What needs to be done
From the entries that follow, reproduce exactly and only the lines from the line with "Target: sky" to the line with "Target: snowy mountain peak", endpoints included.

Provided material
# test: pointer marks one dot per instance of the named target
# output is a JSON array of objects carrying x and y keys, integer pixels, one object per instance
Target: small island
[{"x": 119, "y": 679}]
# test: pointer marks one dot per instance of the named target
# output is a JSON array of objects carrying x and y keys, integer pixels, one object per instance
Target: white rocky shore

...

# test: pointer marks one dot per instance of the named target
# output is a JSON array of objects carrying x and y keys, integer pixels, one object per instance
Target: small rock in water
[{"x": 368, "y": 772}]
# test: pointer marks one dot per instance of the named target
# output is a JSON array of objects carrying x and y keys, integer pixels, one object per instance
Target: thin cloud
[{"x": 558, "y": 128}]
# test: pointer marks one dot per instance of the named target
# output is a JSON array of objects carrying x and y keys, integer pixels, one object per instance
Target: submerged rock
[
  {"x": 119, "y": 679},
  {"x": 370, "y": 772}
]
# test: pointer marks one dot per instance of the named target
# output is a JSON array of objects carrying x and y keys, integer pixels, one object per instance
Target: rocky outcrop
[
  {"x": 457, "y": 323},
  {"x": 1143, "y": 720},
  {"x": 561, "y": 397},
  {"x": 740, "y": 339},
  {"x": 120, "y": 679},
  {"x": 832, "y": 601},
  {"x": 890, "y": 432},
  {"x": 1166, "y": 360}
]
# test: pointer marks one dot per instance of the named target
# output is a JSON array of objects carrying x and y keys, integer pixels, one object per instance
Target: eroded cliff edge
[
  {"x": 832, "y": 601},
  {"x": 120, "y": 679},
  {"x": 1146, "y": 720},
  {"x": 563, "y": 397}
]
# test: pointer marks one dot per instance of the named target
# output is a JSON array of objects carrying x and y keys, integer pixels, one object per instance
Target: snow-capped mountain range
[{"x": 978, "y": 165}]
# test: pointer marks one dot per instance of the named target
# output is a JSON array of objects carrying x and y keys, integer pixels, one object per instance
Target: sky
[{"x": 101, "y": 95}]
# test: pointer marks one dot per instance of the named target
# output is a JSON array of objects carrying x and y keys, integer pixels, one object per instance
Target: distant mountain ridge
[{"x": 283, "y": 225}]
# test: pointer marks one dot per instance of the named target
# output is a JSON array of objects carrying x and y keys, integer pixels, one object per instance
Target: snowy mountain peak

--

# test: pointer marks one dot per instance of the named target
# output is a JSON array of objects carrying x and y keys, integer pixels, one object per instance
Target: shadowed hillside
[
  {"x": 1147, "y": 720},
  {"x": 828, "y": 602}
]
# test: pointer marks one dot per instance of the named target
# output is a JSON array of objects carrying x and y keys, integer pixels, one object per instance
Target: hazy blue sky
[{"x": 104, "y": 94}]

Exercise response
Target: sky
[{"x": 101, "y": 95}]
# test: pointer marks one dot per instance of the named target
# output is a JSON array of objects carrying x and y keys, integer pixels, one object per instance
Target: distant mountain ridge
[{"x": 283, "y": 225}]
# test: pointer marks one dot per instance of the named target
# output is a JSON array of objects carrying x and y keys, integer pixels, one object per instance
Target: snowy mountain peak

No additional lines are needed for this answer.